Extrait du texte
= = = = =
Aujourd'hui, il est important de se rendre compte que la dette est un sérieux problème pour l'avenir. La proposition qui vous est faite n'est pas un stop aux investissements; il s'agit de mesures graduelles pour faire en sorte que notre Grand Conseil sache voter ce qui est prioritaire et maîtriser la dette avec un objectif à long terme, soit de ramener la dette au niveau d'une année de fonctionnement de l'Etat. Dans le discours socialiste, j'ai entendu M. Deneys nous dire qu'il ne voulait pas de l'article 15, puis Mme Torracinta qu'elle en voulait mais seulement jusqu'à l'alinéa 2... Il faudrait vous mettre d'accord, Messieurs-dames, et savoir ce que veut le parti socialiste.
Pour répondre à Mme Meissner: pourquoi n'a-t-on pas mis de pourcentages ? D'abord, on veut des pour-cent, on veut des ratios... mais de quoi par rapport à quoi ? Parce que quand on parle de pourcentages, il y a quelque chose des deux côtés de la barre. Si le modèle comptable MCH2 propose de retenir des critères avec des degrés d'autofinancement des investissements, par exemple...
= = = = =
Données fournies
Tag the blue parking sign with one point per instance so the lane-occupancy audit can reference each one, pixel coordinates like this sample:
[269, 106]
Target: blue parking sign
= = = = =
Objectif
Les affirmations suivantes concordent-elles avec l'extrait sur la dette ? Pour chacune, répondez par oui ou par non et citez mot pour mot le passage qui tranche.
(a) La proposition revient à arrêter les investissements.
(b) L'objectif à long terme est de ramener la dette au niveau d'une année de fonctionnement de l'État.
(c) M. Deneys a déclaré vouloir l'article 15 seulement jusqu'à l'alinéa 2.

Réponse
(a) Non : « La proposition qui vous est faite n'est pas un stop aux investissements »
(b) Oui : « ramener la dette au niveau d'une année de fonctionnement de l'Etat »
(c) Non : « j'ai entendu M. Deneys nous dire qu'il ne voulait pas de l'article 15 »